---------- Given data

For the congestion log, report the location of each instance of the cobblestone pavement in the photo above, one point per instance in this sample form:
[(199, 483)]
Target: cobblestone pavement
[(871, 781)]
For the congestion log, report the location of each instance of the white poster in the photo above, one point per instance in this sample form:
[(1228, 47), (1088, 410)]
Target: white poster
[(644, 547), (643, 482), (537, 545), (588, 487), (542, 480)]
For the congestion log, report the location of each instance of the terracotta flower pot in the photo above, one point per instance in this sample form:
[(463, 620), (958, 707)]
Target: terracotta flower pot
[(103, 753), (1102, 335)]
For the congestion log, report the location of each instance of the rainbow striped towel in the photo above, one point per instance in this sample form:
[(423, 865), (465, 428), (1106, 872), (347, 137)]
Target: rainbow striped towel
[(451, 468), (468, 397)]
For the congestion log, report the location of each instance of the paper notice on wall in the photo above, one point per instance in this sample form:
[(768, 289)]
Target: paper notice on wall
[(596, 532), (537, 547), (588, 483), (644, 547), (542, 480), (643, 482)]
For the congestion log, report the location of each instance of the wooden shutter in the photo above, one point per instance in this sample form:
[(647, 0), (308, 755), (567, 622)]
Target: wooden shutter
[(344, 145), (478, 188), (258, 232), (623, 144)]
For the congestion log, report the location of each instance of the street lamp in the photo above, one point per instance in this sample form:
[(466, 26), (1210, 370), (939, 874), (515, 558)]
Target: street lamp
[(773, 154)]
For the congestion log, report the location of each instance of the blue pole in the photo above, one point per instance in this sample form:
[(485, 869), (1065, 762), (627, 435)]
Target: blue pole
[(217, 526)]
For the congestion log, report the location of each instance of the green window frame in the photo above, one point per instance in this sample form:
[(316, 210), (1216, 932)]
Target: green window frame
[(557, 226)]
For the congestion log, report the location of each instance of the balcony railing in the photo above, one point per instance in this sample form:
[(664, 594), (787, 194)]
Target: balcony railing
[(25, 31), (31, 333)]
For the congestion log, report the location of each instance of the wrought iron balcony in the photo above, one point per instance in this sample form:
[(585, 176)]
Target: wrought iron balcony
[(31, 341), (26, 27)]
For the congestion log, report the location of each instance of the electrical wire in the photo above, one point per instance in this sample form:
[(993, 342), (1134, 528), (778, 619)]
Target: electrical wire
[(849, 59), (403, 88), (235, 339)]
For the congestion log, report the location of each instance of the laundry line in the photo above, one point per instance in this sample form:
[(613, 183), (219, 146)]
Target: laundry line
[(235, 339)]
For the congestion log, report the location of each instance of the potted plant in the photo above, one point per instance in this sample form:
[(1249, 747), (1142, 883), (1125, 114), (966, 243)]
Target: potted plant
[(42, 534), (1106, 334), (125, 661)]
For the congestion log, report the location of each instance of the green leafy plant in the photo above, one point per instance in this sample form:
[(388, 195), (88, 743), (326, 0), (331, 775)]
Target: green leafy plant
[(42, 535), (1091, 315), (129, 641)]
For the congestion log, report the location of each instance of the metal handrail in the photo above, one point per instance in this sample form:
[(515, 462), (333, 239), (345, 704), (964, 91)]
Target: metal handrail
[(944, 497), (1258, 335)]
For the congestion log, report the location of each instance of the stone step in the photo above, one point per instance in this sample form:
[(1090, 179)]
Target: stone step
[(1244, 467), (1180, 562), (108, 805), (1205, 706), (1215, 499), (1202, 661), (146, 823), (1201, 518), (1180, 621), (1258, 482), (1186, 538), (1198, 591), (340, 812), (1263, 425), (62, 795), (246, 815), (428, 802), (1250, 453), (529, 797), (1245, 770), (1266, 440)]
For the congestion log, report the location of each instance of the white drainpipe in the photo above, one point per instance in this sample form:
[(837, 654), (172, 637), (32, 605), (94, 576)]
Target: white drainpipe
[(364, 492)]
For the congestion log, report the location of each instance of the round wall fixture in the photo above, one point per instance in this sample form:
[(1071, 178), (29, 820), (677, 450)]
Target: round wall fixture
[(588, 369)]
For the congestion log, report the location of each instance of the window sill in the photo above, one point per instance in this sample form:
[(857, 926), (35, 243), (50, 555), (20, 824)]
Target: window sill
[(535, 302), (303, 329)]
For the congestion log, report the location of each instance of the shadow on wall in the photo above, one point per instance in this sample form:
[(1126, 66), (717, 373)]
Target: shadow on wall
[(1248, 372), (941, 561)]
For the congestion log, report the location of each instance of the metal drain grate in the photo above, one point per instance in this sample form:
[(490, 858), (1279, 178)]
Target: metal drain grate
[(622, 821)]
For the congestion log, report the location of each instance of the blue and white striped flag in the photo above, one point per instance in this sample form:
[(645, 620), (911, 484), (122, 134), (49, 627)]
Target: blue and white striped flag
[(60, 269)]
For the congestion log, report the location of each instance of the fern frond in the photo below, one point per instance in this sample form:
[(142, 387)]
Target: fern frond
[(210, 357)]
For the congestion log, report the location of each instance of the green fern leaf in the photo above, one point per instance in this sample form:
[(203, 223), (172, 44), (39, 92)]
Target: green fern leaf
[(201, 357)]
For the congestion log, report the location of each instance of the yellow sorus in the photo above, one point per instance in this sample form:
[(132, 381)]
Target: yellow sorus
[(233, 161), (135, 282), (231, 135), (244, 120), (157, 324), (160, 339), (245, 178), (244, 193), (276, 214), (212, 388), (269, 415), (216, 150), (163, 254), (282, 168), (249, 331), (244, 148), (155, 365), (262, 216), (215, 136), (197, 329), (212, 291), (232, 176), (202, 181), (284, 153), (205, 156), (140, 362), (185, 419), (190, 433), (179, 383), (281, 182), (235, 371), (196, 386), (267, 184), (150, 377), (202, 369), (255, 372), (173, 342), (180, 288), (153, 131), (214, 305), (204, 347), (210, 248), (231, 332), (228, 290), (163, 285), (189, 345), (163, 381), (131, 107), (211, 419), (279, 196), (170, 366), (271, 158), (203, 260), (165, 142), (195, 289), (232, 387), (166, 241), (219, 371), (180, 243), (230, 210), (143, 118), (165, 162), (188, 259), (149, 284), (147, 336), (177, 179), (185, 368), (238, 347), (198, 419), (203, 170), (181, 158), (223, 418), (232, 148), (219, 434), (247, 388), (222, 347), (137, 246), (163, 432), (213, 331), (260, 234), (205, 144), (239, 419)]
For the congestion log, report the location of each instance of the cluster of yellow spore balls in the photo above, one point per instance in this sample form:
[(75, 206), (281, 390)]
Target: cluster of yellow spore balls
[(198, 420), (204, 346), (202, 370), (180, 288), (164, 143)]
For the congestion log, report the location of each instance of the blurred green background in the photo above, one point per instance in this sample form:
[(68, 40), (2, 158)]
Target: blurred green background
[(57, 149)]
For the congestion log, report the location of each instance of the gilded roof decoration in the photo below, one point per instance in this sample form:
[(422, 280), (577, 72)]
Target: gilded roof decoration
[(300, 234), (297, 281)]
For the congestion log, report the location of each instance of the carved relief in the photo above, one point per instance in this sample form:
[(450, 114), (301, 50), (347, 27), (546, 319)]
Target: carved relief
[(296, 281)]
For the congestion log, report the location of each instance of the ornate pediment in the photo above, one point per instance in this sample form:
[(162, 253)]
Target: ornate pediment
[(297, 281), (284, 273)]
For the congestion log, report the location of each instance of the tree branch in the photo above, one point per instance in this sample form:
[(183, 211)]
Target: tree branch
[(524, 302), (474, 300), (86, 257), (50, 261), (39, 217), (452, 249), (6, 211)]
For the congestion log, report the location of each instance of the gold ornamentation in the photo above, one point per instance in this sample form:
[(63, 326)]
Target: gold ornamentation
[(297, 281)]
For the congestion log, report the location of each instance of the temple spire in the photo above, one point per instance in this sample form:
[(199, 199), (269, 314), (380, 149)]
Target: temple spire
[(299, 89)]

--------------------

**Required action:**
From the records above, quote only the lines running from the line with "[(162, 253)]" to the line with "[(63, 326)]", both lines included.

**Reply to the exercise:**
[(162, 253)]
Target: ornate pediment
[(297, 281), (284, 273)]
For the congestion log, report the location of each instance of the tree branch in the photo above, one point per instance in this sample form:
[(183, 211)]
Target: tree branch
[(524, 302), (474, 300), (86, 257), (50, 261), (39, 217), (452, 249), (6, 211)]
For the congestion log, report the location of each instance of the gold ornamentation in the photo above, one point per instance in this sample form:
[(63, 326)]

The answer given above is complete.